Our land: our laws. Court in Nunavut.
As a result of decades of negotiations between the Canadian government and the Inuit people of the Nunavut region of the former Northwest Territories, a settlement was reached respecting the land claims of the Inuit. This settlement included the creation of the new territory of Nunavut which was carved out of the eastern portion and central arctic portions of the former Northwest Territories. The new territory was created effective April 1, 1999. The western portion remained the Northwest Territories. The new Nunavut territory is essentially the ancestral homeland of the Inuit people. Nunavut means our land in the Inuktitut language.
The creation of the new Nunavut territory was accompanied by the creation of the new territorial government. The new region and government balances the traditional culture and beliefs of the Inuit people within the basic Canadian institutions of democracy and federalism. In other words, the new Nunavut Territory can be seen as a response to address both aboriginal self-government while continuing the territorial government under the direct jurisdiction of the federal government of Canada. This in itself is a unique marriage.
The laws of the Northwest Territories in force at April 1, 1999 continued to remain in effect in the new territory until new legislation was passed in Nunavut. The Department of Justice of the newly created government of Nunavut has many responsibilities including ensuring that the laws of Nunavut are consistent with the constitution of Canada and the Nunavut Act, which created the region of the territory of Nunavut. The Department of Justice is also responsible for administering the Nunavut Court of Justice.
Structure of the Courts
The new Nunavut Territory is unique in many ways including the Inuit culture and the nature of the life in the territory. The Nunavut Territory covers a huge expanse of land and the population is spread out. It was natural that a unique court system would be developed to address the unique characteristics of life in the Nunavut Territory.
The Nunavut Court of Justice (Trial Court)
The large expanse of the Nunavut territory led to the creation of a unique single-level trial court. The "Nunavut Court of Justice" was created effective April 1, 1999 and was empowered with all of the powers, duties, and functions of the previous Northwest Territories trial courts by An Act to Amend the Nunavut Act with respect to the Nunavut Court of Justice and to amend other Acts in Consequence, 1999.
Prior to the creation of this new unified trial court, there were two trial level courts in the Northwest Territories: a Territorial Court and a Northwest Territories Supreme Court which had a broader jurisdiction than the Territorial Court. This division in the trial courts is similar to the provinces: for example, the Province of Alberta has the division between the Provincial Court and the Court of Queen's Bench of Alberta that has a broader jurisdiction to hear matters.

- [Dataset excerpt]:

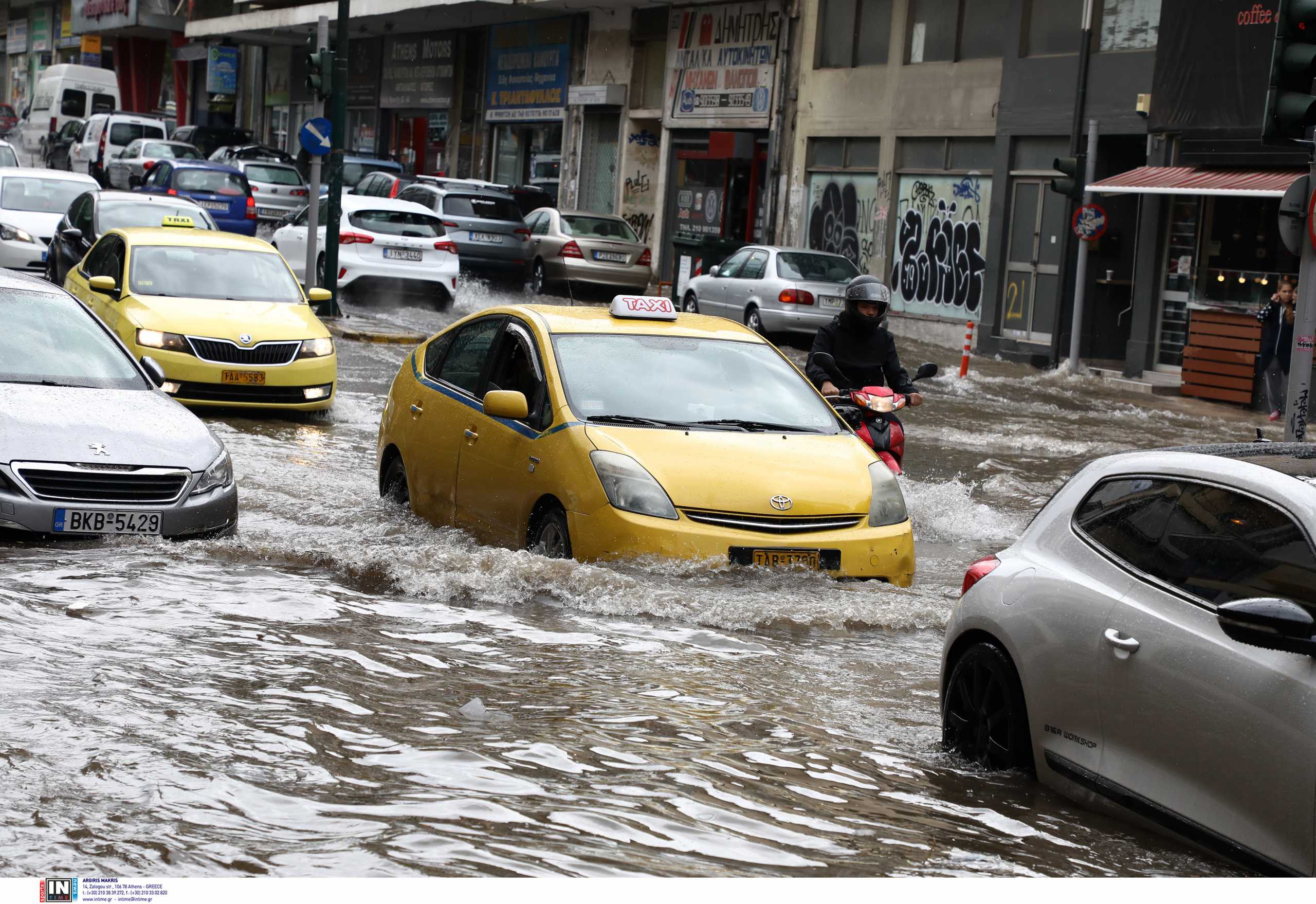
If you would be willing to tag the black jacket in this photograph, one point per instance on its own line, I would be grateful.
(1277, 337)
(866, 359)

- [Task description]: Summarize the text on Nunavut and its courts in three sentences.

- [Answer to this task]: After decades of negotiations between the Canadian government and the Inuit, a land claims settlement created the territory of Nunavut, carved out of the eastern and central arctic portions of the former Northwest Territories, effective April 1, 1999. Its new government balances the traditional culture and beliefs of the Inuit within the Canadian institutions of democracy and federalism, and its Department of Justice ensures that Nunavut's laws are consistent with the constitution of Canada and the Nunavut Act and administers the Nunavut Court of Justice. Because of the territory's large expanse, a single-level trial court, the Nunavut Court of Justice, was created with all the powers of the previous Northwest Territories trial courts, which had been divided between a Territorial Court and a Northwest Territories Supreme Court.